┌──

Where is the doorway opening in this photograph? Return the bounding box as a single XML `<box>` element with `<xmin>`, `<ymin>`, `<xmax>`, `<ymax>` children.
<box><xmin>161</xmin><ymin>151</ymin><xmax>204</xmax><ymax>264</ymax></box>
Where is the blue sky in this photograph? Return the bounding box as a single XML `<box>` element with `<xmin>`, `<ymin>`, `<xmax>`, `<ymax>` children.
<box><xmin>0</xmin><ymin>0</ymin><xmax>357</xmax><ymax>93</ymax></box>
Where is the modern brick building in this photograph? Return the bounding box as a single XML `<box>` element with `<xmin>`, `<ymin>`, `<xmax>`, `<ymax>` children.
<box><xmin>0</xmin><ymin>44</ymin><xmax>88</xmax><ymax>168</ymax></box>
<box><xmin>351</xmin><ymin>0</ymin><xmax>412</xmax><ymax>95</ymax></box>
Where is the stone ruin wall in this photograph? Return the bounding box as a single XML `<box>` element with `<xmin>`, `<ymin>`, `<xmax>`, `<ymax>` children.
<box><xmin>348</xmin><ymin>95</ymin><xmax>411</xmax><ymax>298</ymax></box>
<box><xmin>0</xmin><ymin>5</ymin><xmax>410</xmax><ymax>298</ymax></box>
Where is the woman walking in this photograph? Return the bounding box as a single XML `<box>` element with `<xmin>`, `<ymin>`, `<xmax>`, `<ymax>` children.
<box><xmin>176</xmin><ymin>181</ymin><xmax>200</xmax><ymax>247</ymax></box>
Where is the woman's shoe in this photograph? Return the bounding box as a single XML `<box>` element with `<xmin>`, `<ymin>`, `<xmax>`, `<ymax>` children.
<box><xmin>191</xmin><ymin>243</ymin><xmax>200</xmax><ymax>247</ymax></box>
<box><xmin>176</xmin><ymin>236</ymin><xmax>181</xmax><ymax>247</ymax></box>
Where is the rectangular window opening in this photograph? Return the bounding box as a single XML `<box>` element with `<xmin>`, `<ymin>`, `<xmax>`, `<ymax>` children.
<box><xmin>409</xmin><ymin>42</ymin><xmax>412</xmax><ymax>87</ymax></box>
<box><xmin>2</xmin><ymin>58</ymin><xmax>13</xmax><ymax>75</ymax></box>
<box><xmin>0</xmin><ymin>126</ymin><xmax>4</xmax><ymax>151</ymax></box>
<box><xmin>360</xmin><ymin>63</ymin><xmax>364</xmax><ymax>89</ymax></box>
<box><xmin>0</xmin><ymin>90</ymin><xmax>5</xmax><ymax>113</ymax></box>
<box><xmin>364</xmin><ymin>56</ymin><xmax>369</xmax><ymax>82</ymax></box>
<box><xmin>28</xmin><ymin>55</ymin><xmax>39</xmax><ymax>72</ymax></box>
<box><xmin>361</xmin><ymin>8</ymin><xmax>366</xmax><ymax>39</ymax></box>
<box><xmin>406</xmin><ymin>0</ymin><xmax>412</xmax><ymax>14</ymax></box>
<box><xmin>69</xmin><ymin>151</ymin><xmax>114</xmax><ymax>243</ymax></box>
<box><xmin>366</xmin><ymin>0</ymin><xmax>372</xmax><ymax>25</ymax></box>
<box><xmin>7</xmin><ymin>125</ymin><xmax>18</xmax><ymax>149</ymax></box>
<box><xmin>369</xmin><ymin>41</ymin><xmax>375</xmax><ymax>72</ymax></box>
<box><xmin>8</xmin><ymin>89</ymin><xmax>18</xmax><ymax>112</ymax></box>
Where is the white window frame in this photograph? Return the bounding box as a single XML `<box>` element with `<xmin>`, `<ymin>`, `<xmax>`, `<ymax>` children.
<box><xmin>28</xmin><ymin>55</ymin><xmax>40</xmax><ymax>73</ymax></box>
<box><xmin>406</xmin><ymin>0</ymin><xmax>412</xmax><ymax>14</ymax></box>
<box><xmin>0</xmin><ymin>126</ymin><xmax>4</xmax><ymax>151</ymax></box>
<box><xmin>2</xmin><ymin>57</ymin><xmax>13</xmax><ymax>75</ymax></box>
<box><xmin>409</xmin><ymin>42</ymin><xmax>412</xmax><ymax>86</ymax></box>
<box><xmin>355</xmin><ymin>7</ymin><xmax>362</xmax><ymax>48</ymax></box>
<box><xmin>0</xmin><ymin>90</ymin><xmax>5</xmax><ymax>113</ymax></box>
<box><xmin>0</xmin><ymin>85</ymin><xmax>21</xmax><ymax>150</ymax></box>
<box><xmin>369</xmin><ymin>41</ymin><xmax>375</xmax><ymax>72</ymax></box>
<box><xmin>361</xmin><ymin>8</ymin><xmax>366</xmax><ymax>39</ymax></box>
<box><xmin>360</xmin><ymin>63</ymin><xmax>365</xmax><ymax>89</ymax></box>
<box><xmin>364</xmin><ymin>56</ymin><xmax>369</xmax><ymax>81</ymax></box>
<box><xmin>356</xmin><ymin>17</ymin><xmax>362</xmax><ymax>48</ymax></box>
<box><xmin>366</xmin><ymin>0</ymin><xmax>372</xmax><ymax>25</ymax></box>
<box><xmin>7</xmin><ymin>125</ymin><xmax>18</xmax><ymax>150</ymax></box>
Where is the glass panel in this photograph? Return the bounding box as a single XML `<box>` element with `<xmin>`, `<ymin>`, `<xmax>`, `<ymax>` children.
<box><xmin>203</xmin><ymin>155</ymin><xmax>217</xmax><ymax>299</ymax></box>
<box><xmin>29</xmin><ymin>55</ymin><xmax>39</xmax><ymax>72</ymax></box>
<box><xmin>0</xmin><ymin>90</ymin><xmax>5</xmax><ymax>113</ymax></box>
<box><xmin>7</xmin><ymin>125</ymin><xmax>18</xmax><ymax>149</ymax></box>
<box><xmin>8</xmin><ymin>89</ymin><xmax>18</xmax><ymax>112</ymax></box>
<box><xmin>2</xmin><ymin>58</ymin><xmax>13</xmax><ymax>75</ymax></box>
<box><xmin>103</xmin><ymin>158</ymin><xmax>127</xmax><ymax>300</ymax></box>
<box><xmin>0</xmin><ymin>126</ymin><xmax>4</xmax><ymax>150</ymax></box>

└──

• **WHAT YOU HAVE TO DO**:
Output the material above exactly. Omit nothing.

• **OUTPUT OF THE EXERCISE**:
Where is the doorway opening in this photograph? Return the bounding box as a single XML `<box>` element with `<xmin>`, `<ymin>`, `<xmax>`, `<ymax>` children.
<box><xmin>161</xmin><ymin>151</ymin><xmax>204</xmax><ymax>264</ymax></box>
Where is the blue sky in this photograph? Return the bounding box as a single XML `<box>` element with `<xmin>`, `<ymin>`, `<xmax>`, `<ymax>` children.
<box><xmin>0</xmin><ymin>0</ymin><xmax>357</xmax><ymax>93</ymax></box>
Where is the modern brick building in this photograph? Return the bounding box as a single XML `<box>` element with `<xmin>`, `<ymin>`, `<xmax>`, `<ymax>` children.
<box><xmin>0</xmin><ymin>44</ymin><xmax>88</xmax><ymax>168</ymax></box>
<box><xmin>351</xmin><ymin>0</ymin><xmax>412</xmax><ymax>95</ymax></box>
Where is the stone ruin wall in this photograph? Return the bounding box as a single XML `<box>` element with `<xmin>`, `<ymin>`, `<xmax>`, `<ymax>` children.
<box><xmin>348</xmin><ymin>95</ymin><xmax>411</xmax><ymax>298</ymax></box>
<box><xmin>0</xmin><ymin>5</ymin><xmax>410</xmax><ymax>298</ymax></box>
Where is the woman walking in this photograph? Return the bounding box as a single XML `<box>` element with `<xmin>`, `<ymin>`, `<xmax>`, `<ymax>` children.
<box><xmin>176</xmin><ymin>181</ymin><xmax>200</xmax><ymax>247</ymax></box>
Where is the woman's shoe in this photograph? Return the bounding box as a single XML `<box>` element with `<xmin>`, `<ymin>`, `<xmax>`, `<ymax>` children.
<box><xmin>191</xmin><ymin>243</ymin><xmax>200</xmax><ymax>247</ymax></box>
<box><xmin>176</xmin><ymin>236</ymin><xmax>181</xmax><ymax>247</ymax></box>
Where is the rectangular window opening in this photograph? Return the bounding box as a single XML `<box>` element with `<xmin>`, `<ymin>`, `<xmax>`, `<ymax>` children.
<box><xmin>409</xmin><ymin>42</ymin><xmax>412</xmax><ymax>87</ymax></box>
<box><xmin>2</xmin><ymin>58</ymin><xmax>13</xmax><ymax>75</ymax></box>
<box><xmin>0</xmin><ymin>126</ymin><xmax>4</xmax><ymax>151</ymax></box>
<box><xmin>360</xmin><ymin>63</ymin><xmax>364</xmax><ymax>89</ymax></box>
<box><xmin>0</xmin><ymin>90</ymin><xmax>5</xmax><ymax>113</ymax></box>
<box><xmin>364</xmin><ymin>56</ymin><xmax>369</xmax><ymax>82</ymax></box>
<box><xmin>28</xmin><ymin>55</ymin><xmax>39</xmax><ymax>72</ymax></box>
<box><xmin>361</xmin><ymin>8</ymin><xmax>366</xmax><ymax>39</ymax></box>
<box><xmin>406</xmin><ymin>0</ymin><xmax>412</xmax><ymax>14</ymax></box>
<box><xmin>69</xmin><ymin>151</ymin><xmax>114</xmax><ymax>243</ymax></box>
<box><xmin>366</xmin><ymin>0</ymin><xmax>372</xmax><ymax>25</ymax></box>
<box><xmin>7</xmin><ymin>125</ymin><xmax>18</xmax><ymax>149</ymax></box>
<box><xmin>369</xmin><ymin>41</ymin><xmax>375</xmax><ymax>72</ymax></box>
<box><xmin>8</xmin><ymin>89</ymin><xmax>18</xmax><ymax>112</ymax></box>
Where is the white window frame in this photograph? Return the bounding box as a single XML `<box>` element with `<xmin>`, `<ymin>`, `<xmax>`, `<ymax>` children.
<box><xmin>28</xmin><ymin>55</ymin><xmax>40</xmax><ymax>73</ymax></box>
<box><xmin>406</xmin><ymin>0</ymin><xmax>412</xmax><ymax>14</ymax></box>
<box><xmin>0</xmin><ymin>126</ymin><xmax>4</xmax><ymax>151</ymax></box>
<box><xmin>2</xmin><ymin>57</ymin><xmax>13</xmax><ymax>75</ymax></box>
<box><xmin>409</xmin><ymin>42</ymin><xmax>412</xmax><ymax>86</ymax></box>
<box><xmin>355</xmin><ymin>7</ymin><xmax>362</xmax><ymax>48</ymax></box>
<box><xmin>0</xmin><ymin>90</ymin><xmax>5</xmax><ymax>113</ymax></box>
<box><xmin>0</xmin><ymin>85</ymin><xmax>21</xmax><ymax>150</ymax></box>
<box><xmin>369</xmin><ymin>41</ymin><xmax>375</xmax><ymax>72</ymax></box>
<box><xmin>361</xmin><ymin>8</ymin><xmax>366</xmax><ymax>39</ymax></box>
<box><xmin>360</xmin><ymin>63</ymin><xmax>365</xmax><ymax>89</ymax></box>
<box><xmin>364</xmin><ymin>56</ymin><xmax>369</xmax><ymax>81</ymax></box>
<box><xmin>356</xmin><ymin>17</ymin><xmax>362</xmax><ymax>48</ymax></box>
<box><xmin>366</xmin><ymin>0</ymin><xmax>372</xmax><ymax>25</ymax></box>
<box><xmin>7</xmin><ymin>125</ymin><xmax>18</xmax><ymax>150</ymax></box>
Where is the glass panel in this photograph? Return the bounding box as a single XML `<box>` element with `<xmin>`, `<ymin>`, `<xmax>`, `<ymax>` children.
<box><xmin>203</xmin><ymin>155</ymin><xmax>217</xmax><ymax>299</ymax></box>
<box><xmin>29</xmin><ymin>55</ymin><xmax>39</xmax><ymax>72</ymax></box>
<box><xmin>0</xmin><ymin>90</ymin><xmax>5</xmax><ymax>113</ymax></box>
<box><xmin>7</xmin><ymin>125</ymin><xmax>18</xmax><ymax>149</ymax></box>
<box><xmin>8</xmin><ymin>89</ymin><xmax>18</xmax><ymax>112</ymax></box>
<box><xmin>2</xmin><ymin>58</ymin><xmax>13</xmax><ymax>75</ymax></box>
<box><xmin>103</xmin><ymin>158</ymin><xmax>127</xmax><ymax>300</ymax></box>
<box><xmin>0</xmin><ymin>126</ymin><xmax>4</xmax><ymax>150</ymax></box>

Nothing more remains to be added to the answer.